## Directions
Give every entry again, word for word and in full.

## Recorded data

■ ■ ■ ■

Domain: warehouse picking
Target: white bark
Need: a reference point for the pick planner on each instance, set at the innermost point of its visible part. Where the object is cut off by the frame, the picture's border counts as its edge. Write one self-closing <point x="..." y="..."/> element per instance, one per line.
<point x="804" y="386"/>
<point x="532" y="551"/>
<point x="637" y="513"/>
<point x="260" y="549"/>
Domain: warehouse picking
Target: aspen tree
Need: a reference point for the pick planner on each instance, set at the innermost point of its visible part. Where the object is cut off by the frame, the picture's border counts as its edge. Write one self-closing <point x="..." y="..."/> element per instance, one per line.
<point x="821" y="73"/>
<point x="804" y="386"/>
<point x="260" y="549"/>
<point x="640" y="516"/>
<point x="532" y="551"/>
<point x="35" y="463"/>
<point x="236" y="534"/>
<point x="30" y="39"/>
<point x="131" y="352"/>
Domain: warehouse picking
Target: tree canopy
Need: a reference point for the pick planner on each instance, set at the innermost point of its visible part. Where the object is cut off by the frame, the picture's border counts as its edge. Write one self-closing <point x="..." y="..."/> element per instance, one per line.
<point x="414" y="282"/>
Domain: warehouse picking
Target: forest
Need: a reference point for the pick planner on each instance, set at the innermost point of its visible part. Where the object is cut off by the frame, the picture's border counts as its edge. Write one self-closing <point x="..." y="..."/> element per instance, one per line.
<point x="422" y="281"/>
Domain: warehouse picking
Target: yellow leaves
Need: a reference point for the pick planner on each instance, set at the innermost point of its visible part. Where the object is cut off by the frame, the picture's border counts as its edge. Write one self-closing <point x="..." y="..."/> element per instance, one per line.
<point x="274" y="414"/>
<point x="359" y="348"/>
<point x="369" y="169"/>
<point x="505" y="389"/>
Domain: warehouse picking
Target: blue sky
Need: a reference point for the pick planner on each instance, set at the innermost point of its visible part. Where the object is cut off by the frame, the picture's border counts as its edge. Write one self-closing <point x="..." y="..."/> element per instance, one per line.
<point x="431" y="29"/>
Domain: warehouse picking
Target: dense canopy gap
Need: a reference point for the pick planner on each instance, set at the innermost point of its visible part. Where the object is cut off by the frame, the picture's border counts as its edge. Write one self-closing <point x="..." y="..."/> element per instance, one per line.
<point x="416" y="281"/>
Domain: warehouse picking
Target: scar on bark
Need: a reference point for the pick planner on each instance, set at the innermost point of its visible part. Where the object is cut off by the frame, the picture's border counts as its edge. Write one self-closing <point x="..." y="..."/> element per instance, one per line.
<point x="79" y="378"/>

■ ■ ■ ■

## Written solution
Domain: warehouse picking
Target: white bark
Need: a reference point for the pick planner on each instance, set at the innermost point of its visible part. Where the object is cut off by the frame, the picture's border counts as its edge. Write one self-closing <point x="..." y="..."/> element per instance, one per line.
<point x="804" y="386"/>
<point x="532" y="551"/>
<point x="637" y="513"/>
<point x="260" y="549"/>
Domain: warehouse picking
Target: aspen tree
Need: a reference point for the pick planner on each instance, set at the innermost point of its visible part. Where the object is cut off by the frame, the picture's border counts as its edge. Write one self-closing <point x="..." y="..."/> element per instance, one per line.
<point x="821" y="73"/>
<point x="804" y="386"/>
<point x="260" y="549"/>
<point x="640" y="516"/>
<point x="532" y="551"/>
<point x="35" y="463"/>
<point x="236" y="534"/>
<point x="30" y="39"/>
<point x="131" y="352"/>
Domain: warehouse picking
Target: tree canopy
Need: a reference point for the pick planner on each instance, set at the innermost point of its visible part. Where the object is cut off by the frame, the picture's border counts as its edge. Write one self-closing <point x="..." y="..."/> element per instance, one per line.
<point x="414" y="282"/>
Domain: warehouse picking
Target: forest
Need: a reference point for the pick planner on each instance, set at the innermost point of its visible part. Where the object is cut off by the frame, the picture's border counts as its edge. Write one self-closing <point x="..." y="..."/> element per instance, one per line.
<point x="422" y="281"/>
Domain: warehouse picking
Target: yellow leaves
Need: a reference point for the pick planner on each instance, set at the innermost point of its visible part. Where the object is cut off by the frame, the picture's border counts as its edge. Write one self-closing <point x="..." y="..."/> element per instance, one per line.
<point x="274" y="414"/>
<point x="359" y="348"/>
<point x="369" y="169"/>
<point x="505" y="389"/>
Domain: warehouse picking
Target: blue sky
Need: a reference point for the pick planner on each instance, set at the innermost point of its visible part. Where the object is cut off by the frame, the picture's border counts as its edge. Write one self-closing <point x="..." y="..."/> element per instance, one per line.
<point x="431" y="29"/>
Domain: warehouse picking
Target: dense canopy gap
Need: a reference point for the pick planner on each instance, set at the innermost point of its visible part. Where the object is cut off by the frame, the picture's border counts as its edge. Write one self-closing <point x="..." y="..."/> element per instance, one per line.
<point x="416" y="281"/>
Domain: warehouse picking
Target: scar on bark
Need: a reference point for the pick planner on each instance, set at the innermost point of its visible part. Where the object is cut off by the frame, the picture's border counts as its edge. Write one self-closing <point x="..." y="..."/> element per instance, one per line.
<point x="79" y="378"/>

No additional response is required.